-- Your objective --
Please return every record exactly as it appears.

** Opening Data section block **

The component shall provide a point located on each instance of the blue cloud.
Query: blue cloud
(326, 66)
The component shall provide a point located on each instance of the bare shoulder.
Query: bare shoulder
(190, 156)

** Closing Data section block **

-- Answer section --
The component shall provide a point located on each instance of the blue cloud.
Query: blue cloud
(326, 66)
The component shall provide a point located on each instance of the bare shoulder.
Query: bare shoulder
(190, 156)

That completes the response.